* **Instructions for the task**: Write the next part of the README for the acr AtCoder command-line tool below, picking up after its last line.

* **Text section**:
◇ ◇ ◇ ◇
Note: AtCoder recently introduced Cloudflare Turnstile, which makes CLI-only login and submission infeasible for any tool right now. acr uses a pasted REVEL_SESSION cookie for reads and hands the final submit off to your browser.

Install

Prebuilt binaries (fastest, no Rust toolchain required):

# Linux / macOS
curl --proto '=https' --tlsv1.2 -LsSf https://github.com/t-seki/acr/releases/latest/download/acr-cli-installer.sh | sh

# Windows (PowerShell)
irm https://github.com/t-seki/acr/releases/latest/download/acr-cli-installer.ps1 | iex

# Homebrew (macOS / Linux)
brew install t-seki/acr/acr-cli

Via Cargo:

# If you already have cargo-binstall (fetches the prebuilt binary)
cargo binstall acr-cli

# From source (compiles locally)
cargo install acr-cli

Setup

  1. Install — see above. Verify with acr --version.

  2. Initialize the configacr init walks you through:

    • Editor command (e.g. vim, nvim, code --new-window)
    • Browser command (defaults to open on macOS, explorer on Windows, xdg-open elsewhere; override if you want flags like --new-window)

    It also seeds a default source template at ~/.config/acr/template.rs. Re-run acr init anytime — current values are offered as prompt defaults, so pressing Enter keeps them.

  3. Log in to AtCoderacr login opens the AtCoder login page in your browser and waits for you to paste the REVEL_SESSION cookie value. Grab it from DevTools → Application → Cookies → atcoder.jp, then copy the REVEL_SESSION row's value. Cookies typically last around a month; re-run when they expire.

Why paste a cookie manually? AtCoder's Cloudflare Turnstile blocks automated form-login for CLI tools. Copying the REVEL_SESSION cookie once via DevTools → Application → Cookies → atcoder.jp is a one-minute step.

Usage

acr new abc001          # Create contest workspace and open editor (alias: n)
acr new abc001 --at 21:00  # Wait until 21:00, then create workspace
acr virtual abc300      # Start a virtual contest (starts ~2 min from now)
acr virtual abc300 --at 21:00  # Virtual contest starting at 21:00
acr virtual abc300 a b  # Only set up problems A and B as a virtual
acr add e               # Add a problem to the workspace
acr open abc001         # Reopen existing workspace in editor + browser (alias: o)
◇ ◇ ◇ ◇
* **Data entries**:
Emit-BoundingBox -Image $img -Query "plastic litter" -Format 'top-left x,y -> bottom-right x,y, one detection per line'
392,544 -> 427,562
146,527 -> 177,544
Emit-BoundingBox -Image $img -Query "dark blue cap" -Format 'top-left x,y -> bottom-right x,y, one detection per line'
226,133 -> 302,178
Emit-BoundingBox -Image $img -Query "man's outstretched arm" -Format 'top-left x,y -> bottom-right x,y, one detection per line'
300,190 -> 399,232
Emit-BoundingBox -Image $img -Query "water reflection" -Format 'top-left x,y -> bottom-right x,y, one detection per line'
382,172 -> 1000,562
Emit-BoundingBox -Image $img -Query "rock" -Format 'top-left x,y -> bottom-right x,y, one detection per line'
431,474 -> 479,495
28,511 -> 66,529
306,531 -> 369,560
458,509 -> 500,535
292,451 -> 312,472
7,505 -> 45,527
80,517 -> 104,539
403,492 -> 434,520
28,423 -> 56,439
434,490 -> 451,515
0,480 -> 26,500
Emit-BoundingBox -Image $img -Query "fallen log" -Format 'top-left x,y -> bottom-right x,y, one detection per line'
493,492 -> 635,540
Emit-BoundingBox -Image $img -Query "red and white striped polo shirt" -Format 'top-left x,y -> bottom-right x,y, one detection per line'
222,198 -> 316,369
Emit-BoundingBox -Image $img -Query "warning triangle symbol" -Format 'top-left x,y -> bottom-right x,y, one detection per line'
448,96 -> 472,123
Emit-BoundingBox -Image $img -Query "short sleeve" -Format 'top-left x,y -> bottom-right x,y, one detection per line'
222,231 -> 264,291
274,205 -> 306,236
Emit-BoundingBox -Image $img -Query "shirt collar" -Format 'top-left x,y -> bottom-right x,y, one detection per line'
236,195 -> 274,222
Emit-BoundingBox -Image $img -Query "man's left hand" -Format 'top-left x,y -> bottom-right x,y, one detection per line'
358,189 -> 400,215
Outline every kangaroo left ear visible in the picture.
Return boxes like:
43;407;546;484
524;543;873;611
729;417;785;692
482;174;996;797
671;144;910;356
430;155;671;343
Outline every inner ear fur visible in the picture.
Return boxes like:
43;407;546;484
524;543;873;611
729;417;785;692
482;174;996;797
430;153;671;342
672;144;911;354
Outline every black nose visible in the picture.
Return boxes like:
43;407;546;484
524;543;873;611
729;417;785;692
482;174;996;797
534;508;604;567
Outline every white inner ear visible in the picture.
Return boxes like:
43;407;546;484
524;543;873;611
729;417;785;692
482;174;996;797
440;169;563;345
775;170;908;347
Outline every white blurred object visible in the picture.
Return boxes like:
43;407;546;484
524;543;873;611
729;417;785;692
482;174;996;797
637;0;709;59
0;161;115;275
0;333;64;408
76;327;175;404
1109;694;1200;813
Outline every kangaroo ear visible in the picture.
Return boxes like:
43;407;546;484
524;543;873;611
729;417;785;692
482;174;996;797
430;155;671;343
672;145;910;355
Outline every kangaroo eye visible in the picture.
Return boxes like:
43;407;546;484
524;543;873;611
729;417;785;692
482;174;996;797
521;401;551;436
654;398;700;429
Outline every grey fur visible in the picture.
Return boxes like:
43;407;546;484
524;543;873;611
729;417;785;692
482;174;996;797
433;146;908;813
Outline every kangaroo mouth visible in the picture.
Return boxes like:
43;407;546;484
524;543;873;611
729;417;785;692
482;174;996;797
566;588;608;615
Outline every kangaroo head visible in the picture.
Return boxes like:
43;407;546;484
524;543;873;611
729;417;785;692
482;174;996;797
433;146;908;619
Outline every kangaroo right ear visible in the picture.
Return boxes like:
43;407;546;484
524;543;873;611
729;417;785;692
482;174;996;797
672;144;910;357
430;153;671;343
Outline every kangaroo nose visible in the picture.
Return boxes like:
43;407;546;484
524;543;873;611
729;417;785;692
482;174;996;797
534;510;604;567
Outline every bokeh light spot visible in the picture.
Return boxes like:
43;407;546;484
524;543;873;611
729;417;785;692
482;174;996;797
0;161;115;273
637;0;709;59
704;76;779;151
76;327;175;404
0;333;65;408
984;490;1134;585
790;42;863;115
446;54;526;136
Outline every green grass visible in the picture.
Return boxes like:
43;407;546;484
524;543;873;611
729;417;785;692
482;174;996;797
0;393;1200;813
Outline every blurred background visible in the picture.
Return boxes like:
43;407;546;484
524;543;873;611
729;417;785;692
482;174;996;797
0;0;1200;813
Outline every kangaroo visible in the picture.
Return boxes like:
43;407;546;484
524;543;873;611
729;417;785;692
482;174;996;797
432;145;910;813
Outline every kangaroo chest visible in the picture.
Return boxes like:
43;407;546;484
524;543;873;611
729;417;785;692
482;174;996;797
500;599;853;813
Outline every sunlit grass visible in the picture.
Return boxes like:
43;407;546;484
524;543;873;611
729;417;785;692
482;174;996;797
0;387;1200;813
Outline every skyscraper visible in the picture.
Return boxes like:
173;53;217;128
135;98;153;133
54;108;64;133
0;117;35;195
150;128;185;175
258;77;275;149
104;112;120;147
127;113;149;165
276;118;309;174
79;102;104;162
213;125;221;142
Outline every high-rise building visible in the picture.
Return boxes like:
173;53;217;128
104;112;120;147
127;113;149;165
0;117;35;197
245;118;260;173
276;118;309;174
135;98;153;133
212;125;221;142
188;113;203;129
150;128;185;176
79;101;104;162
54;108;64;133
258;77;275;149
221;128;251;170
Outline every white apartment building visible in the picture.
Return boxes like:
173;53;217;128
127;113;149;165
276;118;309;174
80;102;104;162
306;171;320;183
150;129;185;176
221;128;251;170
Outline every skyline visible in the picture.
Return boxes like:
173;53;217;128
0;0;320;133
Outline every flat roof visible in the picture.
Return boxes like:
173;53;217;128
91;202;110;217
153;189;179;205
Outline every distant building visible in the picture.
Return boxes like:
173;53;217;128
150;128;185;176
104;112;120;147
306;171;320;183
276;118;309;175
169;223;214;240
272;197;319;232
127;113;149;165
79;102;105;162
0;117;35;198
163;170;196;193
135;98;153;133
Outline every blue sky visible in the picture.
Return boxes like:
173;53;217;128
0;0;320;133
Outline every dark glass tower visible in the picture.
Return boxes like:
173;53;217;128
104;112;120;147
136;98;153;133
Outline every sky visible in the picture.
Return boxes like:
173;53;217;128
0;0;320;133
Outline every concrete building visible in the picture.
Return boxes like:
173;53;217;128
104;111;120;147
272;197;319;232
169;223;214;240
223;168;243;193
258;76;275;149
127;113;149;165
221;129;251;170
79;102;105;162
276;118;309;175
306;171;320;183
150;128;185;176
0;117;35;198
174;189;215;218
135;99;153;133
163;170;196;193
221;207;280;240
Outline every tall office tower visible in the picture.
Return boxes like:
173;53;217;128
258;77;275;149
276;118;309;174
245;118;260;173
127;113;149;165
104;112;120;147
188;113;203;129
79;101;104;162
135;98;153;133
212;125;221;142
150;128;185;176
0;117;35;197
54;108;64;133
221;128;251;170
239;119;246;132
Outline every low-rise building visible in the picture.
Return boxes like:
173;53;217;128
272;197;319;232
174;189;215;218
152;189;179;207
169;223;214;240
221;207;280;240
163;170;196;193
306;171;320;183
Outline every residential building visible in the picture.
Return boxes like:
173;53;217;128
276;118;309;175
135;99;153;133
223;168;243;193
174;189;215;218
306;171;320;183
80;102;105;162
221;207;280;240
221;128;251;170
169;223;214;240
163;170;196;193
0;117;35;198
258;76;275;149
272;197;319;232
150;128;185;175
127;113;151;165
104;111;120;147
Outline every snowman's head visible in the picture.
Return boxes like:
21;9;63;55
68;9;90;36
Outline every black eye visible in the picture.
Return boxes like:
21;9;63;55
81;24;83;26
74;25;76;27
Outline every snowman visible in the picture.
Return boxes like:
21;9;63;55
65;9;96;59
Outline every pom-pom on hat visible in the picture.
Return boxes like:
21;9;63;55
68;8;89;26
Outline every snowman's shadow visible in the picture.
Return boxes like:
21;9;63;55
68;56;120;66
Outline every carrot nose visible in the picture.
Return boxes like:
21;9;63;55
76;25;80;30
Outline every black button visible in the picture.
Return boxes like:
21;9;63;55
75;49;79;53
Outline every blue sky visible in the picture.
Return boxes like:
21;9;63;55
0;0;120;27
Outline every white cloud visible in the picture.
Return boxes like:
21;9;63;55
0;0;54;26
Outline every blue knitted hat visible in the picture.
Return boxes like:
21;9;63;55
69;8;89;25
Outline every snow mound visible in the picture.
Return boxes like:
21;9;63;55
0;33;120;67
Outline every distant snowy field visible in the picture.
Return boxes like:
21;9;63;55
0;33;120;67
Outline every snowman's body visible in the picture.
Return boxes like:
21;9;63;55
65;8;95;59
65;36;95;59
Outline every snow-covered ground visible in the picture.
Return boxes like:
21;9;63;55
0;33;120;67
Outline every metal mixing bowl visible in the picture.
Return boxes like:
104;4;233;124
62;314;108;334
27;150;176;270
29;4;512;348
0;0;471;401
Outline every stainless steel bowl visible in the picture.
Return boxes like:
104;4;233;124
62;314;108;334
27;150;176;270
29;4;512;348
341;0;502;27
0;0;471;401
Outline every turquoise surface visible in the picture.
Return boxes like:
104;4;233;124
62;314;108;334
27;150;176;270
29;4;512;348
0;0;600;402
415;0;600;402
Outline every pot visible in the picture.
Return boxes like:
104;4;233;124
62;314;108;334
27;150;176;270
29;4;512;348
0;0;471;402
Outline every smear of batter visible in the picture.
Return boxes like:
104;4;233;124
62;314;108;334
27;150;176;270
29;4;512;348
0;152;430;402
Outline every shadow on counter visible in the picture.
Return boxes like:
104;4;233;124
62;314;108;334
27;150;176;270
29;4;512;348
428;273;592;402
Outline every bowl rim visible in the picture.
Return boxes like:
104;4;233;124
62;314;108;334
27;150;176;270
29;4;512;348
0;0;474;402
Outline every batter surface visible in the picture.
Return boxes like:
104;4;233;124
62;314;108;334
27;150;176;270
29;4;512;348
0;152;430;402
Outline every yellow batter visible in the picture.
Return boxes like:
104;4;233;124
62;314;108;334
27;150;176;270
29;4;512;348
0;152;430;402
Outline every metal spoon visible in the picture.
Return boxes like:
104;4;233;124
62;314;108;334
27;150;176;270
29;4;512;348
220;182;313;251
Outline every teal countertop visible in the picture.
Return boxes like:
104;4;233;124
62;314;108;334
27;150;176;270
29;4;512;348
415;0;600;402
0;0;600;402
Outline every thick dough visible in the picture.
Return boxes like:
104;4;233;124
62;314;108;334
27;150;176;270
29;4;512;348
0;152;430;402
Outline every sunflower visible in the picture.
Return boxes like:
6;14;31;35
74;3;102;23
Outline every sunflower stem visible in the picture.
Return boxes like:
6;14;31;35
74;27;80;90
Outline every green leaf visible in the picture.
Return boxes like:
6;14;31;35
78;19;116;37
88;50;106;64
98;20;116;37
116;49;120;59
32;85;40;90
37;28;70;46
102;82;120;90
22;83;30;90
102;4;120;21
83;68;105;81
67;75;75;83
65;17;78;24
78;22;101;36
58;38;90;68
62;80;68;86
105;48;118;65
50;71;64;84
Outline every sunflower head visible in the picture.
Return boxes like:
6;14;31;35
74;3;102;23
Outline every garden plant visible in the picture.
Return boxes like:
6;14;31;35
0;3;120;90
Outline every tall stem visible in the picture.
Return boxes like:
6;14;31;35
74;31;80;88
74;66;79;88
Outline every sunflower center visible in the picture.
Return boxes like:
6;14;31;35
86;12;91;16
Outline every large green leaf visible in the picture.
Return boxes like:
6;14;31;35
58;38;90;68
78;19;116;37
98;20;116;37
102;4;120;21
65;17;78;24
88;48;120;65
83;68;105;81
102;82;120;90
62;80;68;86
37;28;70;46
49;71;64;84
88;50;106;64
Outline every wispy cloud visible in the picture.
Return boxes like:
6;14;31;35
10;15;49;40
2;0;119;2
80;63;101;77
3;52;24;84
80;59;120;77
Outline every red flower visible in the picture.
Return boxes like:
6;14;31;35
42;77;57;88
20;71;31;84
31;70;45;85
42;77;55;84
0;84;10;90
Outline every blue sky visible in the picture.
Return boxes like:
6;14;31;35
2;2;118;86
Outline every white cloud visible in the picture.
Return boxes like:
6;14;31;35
◇ ◇ ◇ ◇
* **Output**:
acr open abc001 a       # Reopen focused on problem A

# From a problem directory
acr view                # Open current problem page in browser (alias: v)
acr update              # Re-fetch sample test cases (alias: u)
acr update -c           # Regenerate src/main.rs from template
acr update -d           # Update Cargo.toml dependencies to latest built-in list
acr update -tc          # Re-fetch test cases and regenerate src/main.rs
acr test                # Run sample tests for current problem (alias: t)
acr submit              # Test and submit current problem (alias: s)
acr submit -f           # Submit even if tests fail

# From a contest directory
acr view a              # Open problem A page in browser
acr open                # Reopen current workspace (editor + first problem page)
acr open a              # Reopen focused on problem A
acr update a            # Re-fetch test cases for problem A
acr update a b c        # Re-fetch test cases for problems A, B, C
acr update a -c         # Regenerate src/main.rs for problem A
acr update              # Re-fetch test cases for all problems in the contest
acr test a              # Run tests for problem A
acr submit a            # Submit problem A
acr submissions         # Open my submissions page in browser

# From outside the contest directory
acr update abc001       # Re-fetch all test cases in abc001/
acr update abc001 a b   # Re-fetch test cases for problems A, B in abc001/
acr update abc001 -cd   # Regenerate code and deps for all problems in abc001/
acr submissions abc001  # Open submissions page for abc001

# Session management
acr session             # Check login status
acr logout              # Logout from AtCoder

# Configuration
acr config              # Show current config
acr config editor nvim  # Change editor
acr config editor "code --new-window"  # Editor may include flags
acr config browser open # Change browser (default: xdg-open)
acr config browser "google-chrome --new-window"  # Browser may include flags
acr config browser '"/mnt/c/Program Files/Google/Chrome/Application/chrome.exe" --new-window'  # WSL2 + Chrome

Libraries

Every problem Cargo.toml that acr new generates pins the same crate set and versions that AtCoder's judge provides. Commonly reached-for crates work out of the box:

use proconio::input;
use ac_library::ModInt998244353 as Mint;

fn main() {
    input! { n: usize, a: [Mint; n] }
    // ...
}

The full list is defined in src/workspace/generator.rs and includes ac-library-rs, proconio, itertools, num, nalgebra, ndarray, petgraph, rustc-hash, and others.

When the judge updates its crate set, acr update -d refreshes the pinned dependencies for an existing workspace.

Adding a crate that is not in the judge's list is possible locally (edit Cargo.toml directly), but the judge will fail to compile the submission and acr update -d will overwrite your local edits.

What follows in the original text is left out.